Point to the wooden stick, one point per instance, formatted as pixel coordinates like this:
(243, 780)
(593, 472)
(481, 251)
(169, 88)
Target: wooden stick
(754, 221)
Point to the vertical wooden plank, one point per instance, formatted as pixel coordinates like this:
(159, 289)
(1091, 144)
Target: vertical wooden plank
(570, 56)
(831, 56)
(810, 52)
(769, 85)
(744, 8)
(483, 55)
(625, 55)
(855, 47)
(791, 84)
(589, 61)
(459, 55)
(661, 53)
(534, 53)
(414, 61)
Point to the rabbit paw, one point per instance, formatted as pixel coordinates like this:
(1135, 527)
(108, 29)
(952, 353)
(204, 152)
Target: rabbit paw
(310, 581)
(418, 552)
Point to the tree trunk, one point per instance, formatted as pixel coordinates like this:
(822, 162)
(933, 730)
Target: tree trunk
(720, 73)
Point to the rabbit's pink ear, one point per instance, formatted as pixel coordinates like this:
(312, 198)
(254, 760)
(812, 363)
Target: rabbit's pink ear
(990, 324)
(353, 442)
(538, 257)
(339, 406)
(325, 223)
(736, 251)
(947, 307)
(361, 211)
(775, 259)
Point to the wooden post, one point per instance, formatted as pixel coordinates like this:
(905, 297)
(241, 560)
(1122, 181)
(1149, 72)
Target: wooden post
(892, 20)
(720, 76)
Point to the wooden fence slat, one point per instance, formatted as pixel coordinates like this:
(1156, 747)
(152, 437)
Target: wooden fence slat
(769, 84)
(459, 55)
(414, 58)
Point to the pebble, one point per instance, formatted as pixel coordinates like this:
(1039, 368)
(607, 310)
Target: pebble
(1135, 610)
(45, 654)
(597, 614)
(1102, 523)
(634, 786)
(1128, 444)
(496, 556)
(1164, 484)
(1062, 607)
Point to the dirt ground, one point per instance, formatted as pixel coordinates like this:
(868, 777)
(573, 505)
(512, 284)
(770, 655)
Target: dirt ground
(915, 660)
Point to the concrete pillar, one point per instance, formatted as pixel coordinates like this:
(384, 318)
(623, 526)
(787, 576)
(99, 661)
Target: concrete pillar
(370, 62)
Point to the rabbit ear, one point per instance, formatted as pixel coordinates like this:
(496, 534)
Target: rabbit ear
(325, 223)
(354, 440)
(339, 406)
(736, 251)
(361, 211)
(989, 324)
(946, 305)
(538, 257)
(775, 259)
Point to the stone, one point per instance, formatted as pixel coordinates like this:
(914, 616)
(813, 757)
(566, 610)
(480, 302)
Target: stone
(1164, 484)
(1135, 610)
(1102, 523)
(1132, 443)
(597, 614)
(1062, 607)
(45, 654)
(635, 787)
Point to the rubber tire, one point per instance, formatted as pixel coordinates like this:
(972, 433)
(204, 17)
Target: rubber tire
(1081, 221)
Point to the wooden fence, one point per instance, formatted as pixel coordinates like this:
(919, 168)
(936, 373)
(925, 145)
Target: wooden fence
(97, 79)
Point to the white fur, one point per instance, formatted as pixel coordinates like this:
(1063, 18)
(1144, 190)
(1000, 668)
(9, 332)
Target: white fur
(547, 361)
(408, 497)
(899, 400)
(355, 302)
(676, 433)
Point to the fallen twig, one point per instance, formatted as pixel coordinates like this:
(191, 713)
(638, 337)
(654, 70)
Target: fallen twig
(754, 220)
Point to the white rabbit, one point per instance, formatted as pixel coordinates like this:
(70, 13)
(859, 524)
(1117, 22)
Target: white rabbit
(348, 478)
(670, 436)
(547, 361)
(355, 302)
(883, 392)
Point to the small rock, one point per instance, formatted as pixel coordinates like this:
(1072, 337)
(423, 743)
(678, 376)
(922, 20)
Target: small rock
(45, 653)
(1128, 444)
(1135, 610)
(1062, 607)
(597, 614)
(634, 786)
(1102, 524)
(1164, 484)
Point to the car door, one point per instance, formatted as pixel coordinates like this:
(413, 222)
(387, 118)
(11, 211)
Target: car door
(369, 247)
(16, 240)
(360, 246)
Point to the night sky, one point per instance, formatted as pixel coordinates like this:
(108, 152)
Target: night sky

Assignment: Would you copy all lines in the records where the string "night" appears?

Result:
Point to the night sky, one point per instance, formatted as pixel coordinates like this:
Target: night sky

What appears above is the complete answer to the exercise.